Alte Festlichkeit und neue Kargheit

Von Georg Magirius · 03.04.2010
"Jesus Brot, Jesus Wein – vor dem Tod Leben wird sein. Dank für Brot, dank für Wein." Viele kennen dieses Lied – aber nur wenige den Texter. Doch Friedrich Karl Barth ist fast immer dabei, wenn im Protestantismus gesungen wird – nicht nur auf Kirchentagen, sondern auch in vielen Gottesdiensten.
CD Meine Lieder Peter Janssens, CD 1074, LC 4679 Track 5 Komm, bau ein Haus Text: Friedrich Karl Barth, Peter Horst – Musik Peter Janssens, peter janssens musik verlag 48291 Telgte, von 1994.

"Komm, bau ein Haus,
das uns beschützt,
pflanz einen Baum,
der Schatten wirft,
und beschreibe den Himmel,
der uns blüht,
und beschreibe den Himmel,
der uns blüht."


Heiter, spielerisch und kindlich visionär – so klingt die Glaubenssprache Friedrich Karl Barths. Der in Bad Wildungen bei Kassel lebende Pfarrer und Dichter hat seit mehr als 40 Jahren Lieder wie diese gedichtet – oft zusammen mit seinem Freund Peter Horst, vertont von Peter Janssens, die beide inzwischen verstorben sind.

Die Lieder aber sind in Gesangbücher und das Gedächtnis unzähliger Menschen eingegangen. Oft sind sie zuerst auf Kirchentagen gesungen worden, sie sind auf frische Weise klassisch geworden und wirken wie die Kirchentagsbewegung insgesamt: Unbeschwert und festlich. Barths Worte wirken federleicht, können beflügeln und übergehen dennoch nicht die Schattenseiten des Lebens.

[BEREITGESTELLTES MATERIAL]

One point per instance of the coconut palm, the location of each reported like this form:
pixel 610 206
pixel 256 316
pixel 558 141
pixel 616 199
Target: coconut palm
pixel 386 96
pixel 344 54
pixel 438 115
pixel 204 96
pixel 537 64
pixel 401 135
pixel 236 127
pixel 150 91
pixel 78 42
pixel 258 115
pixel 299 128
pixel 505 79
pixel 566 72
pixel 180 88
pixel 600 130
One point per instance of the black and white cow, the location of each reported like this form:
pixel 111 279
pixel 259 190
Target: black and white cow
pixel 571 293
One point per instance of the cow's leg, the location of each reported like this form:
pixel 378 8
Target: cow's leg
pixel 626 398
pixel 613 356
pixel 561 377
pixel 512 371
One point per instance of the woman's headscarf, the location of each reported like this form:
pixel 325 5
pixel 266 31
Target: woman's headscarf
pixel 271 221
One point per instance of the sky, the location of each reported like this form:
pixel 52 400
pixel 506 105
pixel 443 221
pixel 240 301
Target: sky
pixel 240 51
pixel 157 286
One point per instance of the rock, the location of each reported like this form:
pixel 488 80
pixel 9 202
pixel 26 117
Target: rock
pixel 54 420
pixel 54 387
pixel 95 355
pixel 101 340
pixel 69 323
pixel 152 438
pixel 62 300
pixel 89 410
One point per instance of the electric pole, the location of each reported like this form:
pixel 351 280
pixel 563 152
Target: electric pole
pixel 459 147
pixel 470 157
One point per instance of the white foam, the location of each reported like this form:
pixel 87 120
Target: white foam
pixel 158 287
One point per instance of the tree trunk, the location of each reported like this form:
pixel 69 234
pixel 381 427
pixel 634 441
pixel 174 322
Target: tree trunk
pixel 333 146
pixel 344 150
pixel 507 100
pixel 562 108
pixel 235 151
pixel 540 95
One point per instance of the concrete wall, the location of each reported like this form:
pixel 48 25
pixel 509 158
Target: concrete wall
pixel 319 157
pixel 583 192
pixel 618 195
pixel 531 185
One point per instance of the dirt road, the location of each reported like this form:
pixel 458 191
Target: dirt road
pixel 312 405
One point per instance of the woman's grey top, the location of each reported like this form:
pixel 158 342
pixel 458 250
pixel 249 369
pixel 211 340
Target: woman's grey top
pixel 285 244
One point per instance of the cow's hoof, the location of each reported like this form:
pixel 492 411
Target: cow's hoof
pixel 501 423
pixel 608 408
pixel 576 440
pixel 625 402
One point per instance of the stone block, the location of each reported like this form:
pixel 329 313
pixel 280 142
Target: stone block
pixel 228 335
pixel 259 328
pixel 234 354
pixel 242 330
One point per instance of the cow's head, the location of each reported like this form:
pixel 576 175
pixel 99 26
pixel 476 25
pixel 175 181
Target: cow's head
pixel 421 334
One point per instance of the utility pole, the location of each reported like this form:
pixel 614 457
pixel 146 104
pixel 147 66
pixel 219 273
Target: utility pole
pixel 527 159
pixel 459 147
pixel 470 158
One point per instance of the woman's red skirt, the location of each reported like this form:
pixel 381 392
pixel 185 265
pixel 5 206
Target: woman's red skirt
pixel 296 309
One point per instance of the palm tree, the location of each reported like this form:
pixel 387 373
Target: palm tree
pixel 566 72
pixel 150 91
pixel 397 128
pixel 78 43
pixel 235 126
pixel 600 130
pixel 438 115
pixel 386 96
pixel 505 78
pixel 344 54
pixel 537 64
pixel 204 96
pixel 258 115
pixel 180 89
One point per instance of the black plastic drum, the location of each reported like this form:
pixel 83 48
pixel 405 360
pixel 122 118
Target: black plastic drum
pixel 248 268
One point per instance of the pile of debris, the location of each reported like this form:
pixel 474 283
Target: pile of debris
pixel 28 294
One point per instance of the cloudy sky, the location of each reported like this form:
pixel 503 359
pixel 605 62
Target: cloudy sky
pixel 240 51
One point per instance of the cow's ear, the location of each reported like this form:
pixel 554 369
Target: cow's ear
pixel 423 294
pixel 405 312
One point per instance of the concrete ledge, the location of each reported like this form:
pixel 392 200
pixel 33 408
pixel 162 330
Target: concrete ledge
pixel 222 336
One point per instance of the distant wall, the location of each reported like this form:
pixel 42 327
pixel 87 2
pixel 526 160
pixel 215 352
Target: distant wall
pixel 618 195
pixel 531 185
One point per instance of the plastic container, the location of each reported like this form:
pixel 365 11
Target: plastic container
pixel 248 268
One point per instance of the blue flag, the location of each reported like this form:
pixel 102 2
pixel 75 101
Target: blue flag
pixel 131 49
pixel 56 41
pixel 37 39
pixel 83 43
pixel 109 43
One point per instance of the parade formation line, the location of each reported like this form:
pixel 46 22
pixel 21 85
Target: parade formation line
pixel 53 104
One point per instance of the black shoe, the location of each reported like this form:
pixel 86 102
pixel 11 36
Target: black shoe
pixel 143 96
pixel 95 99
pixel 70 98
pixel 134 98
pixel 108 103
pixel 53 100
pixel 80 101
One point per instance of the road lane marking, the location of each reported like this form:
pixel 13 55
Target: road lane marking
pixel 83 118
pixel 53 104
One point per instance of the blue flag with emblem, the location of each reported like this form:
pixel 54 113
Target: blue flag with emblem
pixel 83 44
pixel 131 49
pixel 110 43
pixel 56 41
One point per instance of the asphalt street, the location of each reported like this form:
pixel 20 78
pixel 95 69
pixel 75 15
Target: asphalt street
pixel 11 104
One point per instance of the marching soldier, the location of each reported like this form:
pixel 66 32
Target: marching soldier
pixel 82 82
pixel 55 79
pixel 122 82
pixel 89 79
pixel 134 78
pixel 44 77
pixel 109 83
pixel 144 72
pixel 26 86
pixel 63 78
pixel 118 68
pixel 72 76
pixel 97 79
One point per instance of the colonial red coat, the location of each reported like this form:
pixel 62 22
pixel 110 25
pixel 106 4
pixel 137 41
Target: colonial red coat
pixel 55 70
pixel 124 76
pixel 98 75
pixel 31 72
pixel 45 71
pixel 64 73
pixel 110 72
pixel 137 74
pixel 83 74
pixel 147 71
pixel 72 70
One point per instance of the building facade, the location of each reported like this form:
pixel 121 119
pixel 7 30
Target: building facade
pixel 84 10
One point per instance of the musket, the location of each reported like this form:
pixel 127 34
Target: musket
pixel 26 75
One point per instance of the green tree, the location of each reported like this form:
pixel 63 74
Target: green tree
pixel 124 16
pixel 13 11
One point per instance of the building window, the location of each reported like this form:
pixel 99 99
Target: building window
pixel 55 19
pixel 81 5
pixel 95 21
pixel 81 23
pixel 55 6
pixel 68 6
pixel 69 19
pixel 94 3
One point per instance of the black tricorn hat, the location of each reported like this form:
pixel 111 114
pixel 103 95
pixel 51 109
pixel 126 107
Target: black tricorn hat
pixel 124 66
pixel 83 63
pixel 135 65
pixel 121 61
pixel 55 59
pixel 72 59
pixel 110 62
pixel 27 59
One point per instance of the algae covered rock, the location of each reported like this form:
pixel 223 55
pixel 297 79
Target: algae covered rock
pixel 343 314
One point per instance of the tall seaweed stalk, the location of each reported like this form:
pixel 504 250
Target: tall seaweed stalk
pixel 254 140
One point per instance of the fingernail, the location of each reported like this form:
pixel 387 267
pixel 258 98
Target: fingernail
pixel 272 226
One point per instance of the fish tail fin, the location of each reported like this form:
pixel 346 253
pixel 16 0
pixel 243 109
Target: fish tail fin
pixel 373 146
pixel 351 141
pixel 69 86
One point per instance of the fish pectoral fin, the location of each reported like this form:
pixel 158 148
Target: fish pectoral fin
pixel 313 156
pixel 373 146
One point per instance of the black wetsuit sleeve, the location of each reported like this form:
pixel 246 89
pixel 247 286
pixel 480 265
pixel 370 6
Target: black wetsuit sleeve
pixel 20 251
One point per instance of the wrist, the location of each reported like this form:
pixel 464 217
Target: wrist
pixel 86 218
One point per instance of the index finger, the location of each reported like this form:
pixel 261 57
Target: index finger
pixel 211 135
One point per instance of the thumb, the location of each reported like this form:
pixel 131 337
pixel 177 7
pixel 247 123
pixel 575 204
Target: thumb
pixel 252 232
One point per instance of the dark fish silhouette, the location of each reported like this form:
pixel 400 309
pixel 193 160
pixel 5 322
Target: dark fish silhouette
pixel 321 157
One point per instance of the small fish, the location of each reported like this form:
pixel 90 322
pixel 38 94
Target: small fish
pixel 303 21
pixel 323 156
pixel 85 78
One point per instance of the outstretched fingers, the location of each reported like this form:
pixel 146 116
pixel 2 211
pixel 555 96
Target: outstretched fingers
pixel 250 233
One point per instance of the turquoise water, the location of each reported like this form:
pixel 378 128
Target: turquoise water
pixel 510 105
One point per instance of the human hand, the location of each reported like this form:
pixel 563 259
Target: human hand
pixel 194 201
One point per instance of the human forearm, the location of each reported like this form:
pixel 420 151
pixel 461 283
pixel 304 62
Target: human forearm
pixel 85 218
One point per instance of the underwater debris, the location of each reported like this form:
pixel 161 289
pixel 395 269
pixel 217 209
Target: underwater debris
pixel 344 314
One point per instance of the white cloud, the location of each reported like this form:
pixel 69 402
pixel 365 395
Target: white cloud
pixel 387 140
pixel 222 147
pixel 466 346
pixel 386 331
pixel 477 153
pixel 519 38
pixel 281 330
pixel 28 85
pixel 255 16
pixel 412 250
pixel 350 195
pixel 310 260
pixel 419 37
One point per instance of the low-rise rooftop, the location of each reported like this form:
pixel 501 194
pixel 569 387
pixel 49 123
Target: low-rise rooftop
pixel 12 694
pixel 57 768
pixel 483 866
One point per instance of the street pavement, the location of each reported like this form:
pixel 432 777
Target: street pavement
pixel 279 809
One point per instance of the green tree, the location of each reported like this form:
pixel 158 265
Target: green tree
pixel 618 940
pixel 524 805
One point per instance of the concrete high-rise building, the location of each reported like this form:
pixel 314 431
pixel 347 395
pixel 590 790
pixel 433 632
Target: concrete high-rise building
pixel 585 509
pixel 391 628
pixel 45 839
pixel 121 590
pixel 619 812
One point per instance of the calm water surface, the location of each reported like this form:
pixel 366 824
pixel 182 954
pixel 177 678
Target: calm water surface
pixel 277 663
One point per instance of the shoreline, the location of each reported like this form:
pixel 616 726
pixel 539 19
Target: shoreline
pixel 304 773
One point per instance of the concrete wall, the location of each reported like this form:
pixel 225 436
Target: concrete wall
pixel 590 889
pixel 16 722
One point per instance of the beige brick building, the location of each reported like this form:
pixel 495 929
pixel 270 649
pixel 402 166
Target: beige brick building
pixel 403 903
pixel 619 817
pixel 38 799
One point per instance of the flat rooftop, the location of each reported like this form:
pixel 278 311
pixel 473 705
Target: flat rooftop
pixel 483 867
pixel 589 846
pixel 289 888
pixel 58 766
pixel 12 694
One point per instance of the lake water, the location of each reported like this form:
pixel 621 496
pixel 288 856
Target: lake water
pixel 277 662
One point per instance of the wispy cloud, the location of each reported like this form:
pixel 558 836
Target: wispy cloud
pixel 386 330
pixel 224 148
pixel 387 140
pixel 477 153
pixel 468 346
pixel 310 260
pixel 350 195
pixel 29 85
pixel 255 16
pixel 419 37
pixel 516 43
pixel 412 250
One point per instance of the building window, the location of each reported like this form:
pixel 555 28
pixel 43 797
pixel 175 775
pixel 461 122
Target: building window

[ZU LÖSENDE AUFGABE] Schreibe die Fortsetzung des Textes über den Liederdichter Friedrich Karl Barth, beginnend nach dessen letztem Satz. Die Datensätze spielen hierbei keine Rolle.

[SCHRIFTLICHE ANTWORT]
CD Unkraut leben/ Wann kommt der Tag, Musik: Peter Janssens, CD 1026.3 LC 4679 Track 4 Ich bin verloren Text: Friedrich Karl Barth, peter janssens musik verlag 48291 Telgte, Pietbiet 1997 (ursprünglich aus: Lieder zum Kirchentag in Berlin 1977).

"Ich bin verloren
im Augenblick,
einsamer kleiner Vogel
auf einem großen Dach."


Friedrich Karl Barth:

"Das war kurz vor meinem Schlaganfall, da fühlte ich mich ganz beschissen. Und ich habe dieses beschissene Gefühl in dieses Lied gebracht: Ich bin ein kleiner Vogel, einsam auf dem Dach – der saß so auf einem Dach wie hier eins ist, drüben – so ein kleiner Vogel in einem gewittrigen Nachmittag. Und da habe ich gesagt: Ich will entkommen, wünsch' mir große Flügel und einen weiten Tag."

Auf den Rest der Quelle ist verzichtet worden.